GIVEN PROBLEM
Copy out, word for word, the part of the lines below that opens with the line containing "262, row 37." and closes with the line containing "column 211, row 75".
— start of DATASET ENTRIES —
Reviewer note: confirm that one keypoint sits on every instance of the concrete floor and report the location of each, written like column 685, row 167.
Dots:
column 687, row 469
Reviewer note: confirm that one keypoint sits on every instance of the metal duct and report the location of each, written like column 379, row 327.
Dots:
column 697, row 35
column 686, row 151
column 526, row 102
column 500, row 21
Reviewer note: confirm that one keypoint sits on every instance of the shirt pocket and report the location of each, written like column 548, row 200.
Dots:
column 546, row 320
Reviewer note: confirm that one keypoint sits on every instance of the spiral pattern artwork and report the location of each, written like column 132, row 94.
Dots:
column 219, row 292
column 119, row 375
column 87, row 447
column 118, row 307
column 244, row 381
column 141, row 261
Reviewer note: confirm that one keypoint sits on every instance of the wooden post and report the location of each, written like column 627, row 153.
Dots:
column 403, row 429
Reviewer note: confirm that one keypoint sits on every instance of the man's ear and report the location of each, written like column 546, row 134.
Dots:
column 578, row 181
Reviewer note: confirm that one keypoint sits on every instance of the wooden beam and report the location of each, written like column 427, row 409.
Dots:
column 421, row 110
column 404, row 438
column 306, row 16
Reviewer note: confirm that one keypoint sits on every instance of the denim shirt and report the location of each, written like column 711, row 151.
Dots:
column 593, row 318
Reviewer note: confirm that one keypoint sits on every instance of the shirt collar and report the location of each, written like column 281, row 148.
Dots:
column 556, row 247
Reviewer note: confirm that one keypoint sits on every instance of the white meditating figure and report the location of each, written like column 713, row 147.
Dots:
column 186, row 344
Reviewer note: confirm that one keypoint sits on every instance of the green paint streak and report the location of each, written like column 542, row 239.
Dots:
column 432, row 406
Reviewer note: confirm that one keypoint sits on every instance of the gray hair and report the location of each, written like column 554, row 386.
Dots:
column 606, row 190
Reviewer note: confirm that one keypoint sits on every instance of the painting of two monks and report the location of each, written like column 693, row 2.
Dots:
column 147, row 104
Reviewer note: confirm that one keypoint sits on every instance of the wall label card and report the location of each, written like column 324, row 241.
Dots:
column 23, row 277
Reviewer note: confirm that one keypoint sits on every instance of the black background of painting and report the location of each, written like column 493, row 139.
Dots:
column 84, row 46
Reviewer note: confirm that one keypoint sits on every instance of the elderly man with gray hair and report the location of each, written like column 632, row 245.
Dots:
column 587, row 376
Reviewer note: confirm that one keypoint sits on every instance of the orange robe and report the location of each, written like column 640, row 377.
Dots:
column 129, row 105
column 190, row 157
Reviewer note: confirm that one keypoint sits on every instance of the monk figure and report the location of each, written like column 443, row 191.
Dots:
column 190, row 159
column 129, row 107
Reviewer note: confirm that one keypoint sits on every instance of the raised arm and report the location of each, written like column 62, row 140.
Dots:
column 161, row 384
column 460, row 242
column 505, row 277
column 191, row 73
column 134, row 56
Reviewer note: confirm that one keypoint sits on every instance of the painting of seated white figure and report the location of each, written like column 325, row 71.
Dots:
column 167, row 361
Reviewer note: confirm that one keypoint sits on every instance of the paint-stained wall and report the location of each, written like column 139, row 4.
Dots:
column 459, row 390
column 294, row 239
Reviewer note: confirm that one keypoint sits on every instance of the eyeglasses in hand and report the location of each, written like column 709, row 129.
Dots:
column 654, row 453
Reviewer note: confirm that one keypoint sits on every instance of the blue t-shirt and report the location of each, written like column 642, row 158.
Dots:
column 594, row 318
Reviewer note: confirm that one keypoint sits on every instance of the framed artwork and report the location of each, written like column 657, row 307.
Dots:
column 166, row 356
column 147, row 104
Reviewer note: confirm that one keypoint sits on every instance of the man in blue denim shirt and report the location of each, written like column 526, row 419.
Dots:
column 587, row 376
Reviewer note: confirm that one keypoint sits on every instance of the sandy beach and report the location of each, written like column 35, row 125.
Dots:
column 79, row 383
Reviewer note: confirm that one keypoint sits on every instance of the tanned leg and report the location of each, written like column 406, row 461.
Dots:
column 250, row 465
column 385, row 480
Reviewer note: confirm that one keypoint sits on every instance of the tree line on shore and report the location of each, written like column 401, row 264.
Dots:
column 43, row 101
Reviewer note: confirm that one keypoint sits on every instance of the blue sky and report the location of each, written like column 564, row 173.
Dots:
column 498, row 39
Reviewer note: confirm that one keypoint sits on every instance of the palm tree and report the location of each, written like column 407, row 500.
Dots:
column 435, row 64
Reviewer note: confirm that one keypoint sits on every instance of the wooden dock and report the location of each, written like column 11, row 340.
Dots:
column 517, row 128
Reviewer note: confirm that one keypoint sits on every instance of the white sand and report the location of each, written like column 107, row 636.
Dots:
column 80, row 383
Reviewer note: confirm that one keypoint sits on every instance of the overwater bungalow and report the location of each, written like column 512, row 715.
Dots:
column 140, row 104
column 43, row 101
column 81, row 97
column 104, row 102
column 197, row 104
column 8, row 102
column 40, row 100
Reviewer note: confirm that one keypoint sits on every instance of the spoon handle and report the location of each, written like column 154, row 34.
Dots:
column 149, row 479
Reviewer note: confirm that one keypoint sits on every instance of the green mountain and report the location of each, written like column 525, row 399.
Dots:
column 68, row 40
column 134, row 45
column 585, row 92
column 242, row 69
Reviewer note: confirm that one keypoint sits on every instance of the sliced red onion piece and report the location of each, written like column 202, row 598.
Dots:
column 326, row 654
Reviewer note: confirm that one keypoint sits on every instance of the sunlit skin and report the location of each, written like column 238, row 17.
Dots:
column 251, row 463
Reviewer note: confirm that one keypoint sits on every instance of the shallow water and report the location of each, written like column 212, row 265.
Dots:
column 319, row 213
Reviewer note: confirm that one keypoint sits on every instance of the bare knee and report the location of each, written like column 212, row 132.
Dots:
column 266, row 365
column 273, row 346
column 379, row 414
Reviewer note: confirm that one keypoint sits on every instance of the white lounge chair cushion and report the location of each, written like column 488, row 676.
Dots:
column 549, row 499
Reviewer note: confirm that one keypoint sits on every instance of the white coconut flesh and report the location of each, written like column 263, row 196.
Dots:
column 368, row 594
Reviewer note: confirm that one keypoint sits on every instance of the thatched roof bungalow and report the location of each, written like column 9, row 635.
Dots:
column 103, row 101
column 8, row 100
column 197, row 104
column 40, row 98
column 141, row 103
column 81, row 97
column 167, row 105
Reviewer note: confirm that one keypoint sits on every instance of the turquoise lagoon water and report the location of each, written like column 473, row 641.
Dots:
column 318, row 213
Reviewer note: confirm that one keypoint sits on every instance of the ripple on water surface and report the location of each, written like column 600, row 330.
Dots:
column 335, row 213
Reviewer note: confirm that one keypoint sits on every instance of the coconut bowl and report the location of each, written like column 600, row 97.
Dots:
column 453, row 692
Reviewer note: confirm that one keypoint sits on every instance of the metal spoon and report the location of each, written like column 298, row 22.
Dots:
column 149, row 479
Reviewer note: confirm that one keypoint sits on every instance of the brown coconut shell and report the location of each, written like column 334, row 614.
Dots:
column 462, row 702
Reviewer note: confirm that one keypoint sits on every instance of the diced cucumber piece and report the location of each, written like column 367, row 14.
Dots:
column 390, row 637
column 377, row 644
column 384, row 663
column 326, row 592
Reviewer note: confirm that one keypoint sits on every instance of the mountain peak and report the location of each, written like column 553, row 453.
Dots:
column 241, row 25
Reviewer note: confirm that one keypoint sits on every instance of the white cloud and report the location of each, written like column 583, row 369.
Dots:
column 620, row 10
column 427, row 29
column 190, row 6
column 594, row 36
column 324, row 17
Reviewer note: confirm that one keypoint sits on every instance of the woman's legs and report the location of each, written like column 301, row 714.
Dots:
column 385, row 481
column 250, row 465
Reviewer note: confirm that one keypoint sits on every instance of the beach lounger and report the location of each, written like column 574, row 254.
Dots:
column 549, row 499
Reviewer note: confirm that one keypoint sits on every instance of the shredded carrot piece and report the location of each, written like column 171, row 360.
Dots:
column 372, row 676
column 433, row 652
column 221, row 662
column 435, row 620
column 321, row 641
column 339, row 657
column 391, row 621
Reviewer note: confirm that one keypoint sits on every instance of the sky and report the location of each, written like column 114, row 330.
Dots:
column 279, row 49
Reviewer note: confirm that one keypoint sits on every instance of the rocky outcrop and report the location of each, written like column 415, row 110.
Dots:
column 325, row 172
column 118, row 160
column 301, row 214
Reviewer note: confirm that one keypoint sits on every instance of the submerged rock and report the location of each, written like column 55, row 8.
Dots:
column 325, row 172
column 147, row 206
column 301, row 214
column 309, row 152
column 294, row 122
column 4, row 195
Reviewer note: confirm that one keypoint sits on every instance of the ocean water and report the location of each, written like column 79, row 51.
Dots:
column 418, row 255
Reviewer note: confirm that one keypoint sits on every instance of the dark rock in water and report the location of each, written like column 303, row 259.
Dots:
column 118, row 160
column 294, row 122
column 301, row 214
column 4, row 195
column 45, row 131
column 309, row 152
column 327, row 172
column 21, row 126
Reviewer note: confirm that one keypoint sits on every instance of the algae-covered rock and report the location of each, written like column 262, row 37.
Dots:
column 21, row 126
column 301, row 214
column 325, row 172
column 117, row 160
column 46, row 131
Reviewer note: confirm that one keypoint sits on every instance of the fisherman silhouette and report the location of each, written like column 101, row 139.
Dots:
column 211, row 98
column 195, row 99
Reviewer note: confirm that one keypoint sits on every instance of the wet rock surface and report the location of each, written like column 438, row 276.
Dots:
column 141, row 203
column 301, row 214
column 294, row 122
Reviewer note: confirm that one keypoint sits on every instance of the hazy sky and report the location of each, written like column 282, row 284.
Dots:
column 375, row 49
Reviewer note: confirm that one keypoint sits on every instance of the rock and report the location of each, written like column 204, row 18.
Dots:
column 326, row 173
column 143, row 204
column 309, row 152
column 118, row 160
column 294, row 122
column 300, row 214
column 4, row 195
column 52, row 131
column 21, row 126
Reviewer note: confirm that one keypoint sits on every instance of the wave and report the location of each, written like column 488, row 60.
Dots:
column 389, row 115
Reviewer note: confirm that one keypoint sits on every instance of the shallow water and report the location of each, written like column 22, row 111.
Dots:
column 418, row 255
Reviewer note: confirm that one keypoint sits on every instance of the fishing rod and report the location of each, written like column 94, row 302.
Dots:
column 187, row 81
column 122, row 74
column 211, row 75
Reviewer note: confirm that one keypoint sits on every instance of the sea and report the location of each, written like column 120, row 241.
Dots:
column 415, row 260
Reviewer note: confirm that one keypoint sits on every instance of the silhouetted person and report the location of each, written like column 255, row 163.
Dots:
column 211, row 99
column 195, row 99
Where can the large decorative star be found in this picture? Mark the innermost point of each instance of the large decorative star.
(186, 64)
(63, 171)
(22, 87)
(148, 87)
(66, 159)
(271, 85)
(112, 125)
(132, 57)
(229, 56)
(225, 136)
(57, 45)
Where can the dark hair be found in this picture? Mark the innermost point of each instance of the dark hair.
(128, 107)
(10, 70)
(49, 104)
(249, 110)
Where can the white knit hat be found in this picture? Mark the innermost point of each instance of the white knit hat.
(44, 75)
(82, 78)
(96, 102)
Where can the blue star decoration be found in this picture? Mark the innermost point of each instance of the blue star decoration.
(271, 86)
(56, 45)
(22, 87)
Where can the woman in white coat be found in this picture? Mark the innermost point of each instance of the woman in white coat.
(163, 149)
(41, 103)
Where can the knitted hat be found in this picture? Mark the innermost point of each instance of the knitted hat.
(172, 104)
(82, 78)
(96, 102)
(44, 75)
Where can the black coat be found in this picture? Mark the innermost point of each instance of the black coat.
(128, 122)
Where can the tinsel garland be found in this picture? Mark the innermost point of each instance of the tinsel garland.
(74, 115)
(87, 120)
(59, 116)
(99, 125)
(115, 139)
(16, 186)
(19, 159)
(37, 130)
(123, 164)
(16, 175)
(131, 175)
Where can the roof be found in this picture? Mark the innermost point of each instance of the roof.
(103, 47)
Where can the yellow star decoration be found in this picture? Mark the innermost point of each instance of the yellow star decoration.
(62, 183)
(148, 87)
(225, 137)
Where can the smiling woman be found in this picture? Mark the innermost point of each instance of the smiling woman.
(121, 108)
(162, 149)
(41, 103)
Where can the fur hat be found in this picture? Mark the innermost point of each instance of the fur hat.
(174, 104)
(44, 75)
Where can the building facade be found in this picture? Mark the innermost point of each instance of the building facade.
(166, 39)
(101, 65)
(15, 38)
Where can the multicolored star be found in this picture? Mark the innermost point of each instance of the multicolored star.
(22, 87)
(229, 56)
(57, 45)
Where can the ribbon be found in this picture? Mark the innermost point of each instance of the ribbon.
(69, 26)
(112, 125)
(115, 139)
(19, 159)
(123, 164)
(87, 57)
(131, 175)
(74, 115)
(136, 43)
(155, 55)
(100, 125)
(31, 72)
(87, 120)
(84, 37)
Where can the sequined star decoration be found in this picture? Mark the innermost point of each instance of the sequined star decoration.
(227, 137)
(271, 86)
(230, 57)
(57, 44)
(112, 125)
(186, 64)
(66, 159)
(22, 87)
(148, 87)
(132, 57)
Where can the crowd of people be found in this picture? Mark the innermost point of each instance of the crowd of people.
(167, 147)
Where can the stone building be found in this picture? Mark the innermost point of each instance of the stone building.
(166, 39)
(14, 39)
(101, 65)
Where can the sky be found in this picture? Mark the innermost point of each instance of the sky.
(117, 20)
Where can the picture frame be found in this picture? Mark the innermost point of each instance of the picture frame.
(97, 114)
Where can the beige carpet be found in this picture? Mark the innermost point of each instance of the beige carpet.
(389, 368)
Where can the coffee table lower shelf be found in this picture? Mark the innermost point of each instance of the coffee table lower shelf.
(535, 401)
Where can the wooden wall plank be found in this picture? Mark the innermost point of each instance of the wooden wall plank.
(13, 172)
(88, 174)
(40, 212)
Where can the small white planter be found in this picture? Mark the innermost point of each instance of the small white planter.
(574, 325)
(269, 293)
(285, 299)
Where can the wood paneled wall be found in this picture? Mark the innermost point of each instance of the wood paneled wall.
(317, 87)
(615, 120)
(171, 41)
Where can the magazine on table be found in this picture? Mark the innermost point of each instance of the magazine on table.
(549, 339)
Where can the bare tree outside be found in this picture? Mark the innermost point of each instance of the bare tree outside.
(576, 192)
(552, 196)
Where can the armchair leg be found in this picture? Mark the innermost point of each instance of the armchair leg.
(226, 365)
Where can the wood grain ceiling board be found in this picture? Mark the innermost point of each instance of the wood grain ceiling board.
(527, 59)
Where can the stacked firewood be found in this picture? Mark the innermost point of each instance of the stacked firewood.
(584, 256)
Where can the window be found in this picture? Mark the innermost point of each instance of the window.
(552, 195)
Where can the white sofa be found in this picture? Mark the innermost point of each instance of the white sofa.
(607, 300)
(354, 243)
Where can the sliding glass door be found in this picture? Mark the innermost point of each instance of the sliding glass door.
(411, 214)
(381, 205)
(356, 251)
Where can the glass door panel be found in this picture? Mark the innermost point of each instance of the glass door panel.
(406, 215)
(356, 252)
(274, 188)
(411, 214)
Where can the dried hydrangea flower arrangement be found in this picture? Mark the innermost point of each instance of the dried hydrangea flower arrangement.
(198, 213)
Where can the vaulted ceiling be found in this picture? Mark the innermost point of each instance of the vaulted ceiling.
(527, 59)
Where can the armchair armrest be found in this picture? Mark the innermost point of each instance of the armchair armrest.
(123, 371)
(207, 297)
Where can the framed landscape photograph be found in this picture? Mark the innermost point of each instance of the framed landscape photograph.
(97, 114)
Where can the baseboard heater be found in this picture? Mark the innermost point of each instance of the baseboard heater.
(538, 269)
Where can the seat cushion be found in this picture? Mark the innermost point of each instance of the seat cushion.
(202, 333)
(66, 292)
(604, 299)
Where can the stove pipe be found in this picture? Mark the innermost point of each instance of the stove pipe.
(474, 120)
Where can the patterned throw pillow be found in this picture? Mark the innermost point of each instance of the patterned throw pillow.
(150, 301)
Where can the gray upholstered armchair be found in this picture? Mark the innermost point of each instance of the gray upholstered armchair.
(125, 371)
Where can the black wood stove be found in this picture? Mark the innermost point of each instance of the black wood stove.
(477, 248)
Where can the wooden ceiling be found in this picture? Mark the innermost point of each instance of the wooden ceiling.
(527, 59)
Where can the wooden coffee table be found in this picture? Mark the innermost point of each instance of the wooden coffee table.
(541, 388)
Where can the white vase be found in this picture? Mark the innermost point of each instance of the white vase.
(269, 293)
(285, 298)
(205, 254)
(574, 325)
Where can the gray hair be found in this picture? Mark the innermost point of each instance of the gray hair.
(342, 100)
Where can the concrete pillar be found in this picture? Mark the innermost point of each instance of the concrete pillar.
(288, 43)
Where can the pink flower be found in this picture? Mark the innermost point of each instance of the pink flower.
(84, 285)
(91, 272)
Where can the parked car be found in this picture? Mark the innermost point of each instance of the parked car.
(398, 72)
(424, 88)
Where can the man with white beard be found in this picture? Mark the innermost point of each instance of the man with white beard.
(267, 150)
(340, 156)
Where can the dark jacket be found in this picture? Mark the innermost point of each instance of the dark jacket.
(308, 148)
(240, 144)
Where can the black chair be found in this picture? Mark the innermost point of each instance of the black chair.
— end of DATASET ENTRIES —
EXERCISE RESULT
Reviewer note: confirm that one keypoint sits on every instance of the algae-covered rock and report the location of each, written like column 262, row 37.
Dots:
column 21, row 126
column 301, row 214
column 325, row 172
column 117, row 160
column 46, row 131
Reviewer note: confirm that one keypoint sits on every instance of the fisherman silhouette and report the location of each, written like column 101, row 139.
Dots:
column 211, row 98
column 195, row 99
Reviewer note: confirm that one keypoint sits on every instance of the wet rock surface and report the location of each, written like column 438, row 276.
Dots:
column 141, row 203
column 301, row 214
column 294, row 122
Reviewer note: confirm that one keypoint sits on every instance of the hazy sky and report the location of each, written like column 282, row 284.
Dots:
column 375, row 49
Reviewer note: confirm that one keypoint sits on every instance of the rock and report the location of each, written like column 204, row 18.
Dots:
column 326, row 173
column 143, row 204
column 309, row 152
column 118, row 160
column 294, row 122
column 300, row 214
column 4, row 195
column 52, row 131
column 21, row 126
Reviewer note: confirm that one keypoint sits on every instance of the wave and report the location of each, written like column 488, row 60.
Dots:
column 389, row 115
Reviewer note: confirm that one keypoint sits on every instance of the shallow water and report the location of each, written like column 22, row 111.
Dots:
column 418, row 255
Reviewer note: confirm that one keypoint sits on every instance of the fishing rod and report the location of each, written like column 94, row 302.
Dots:
column 187, row 81
column 122, row 74
column 211, row 75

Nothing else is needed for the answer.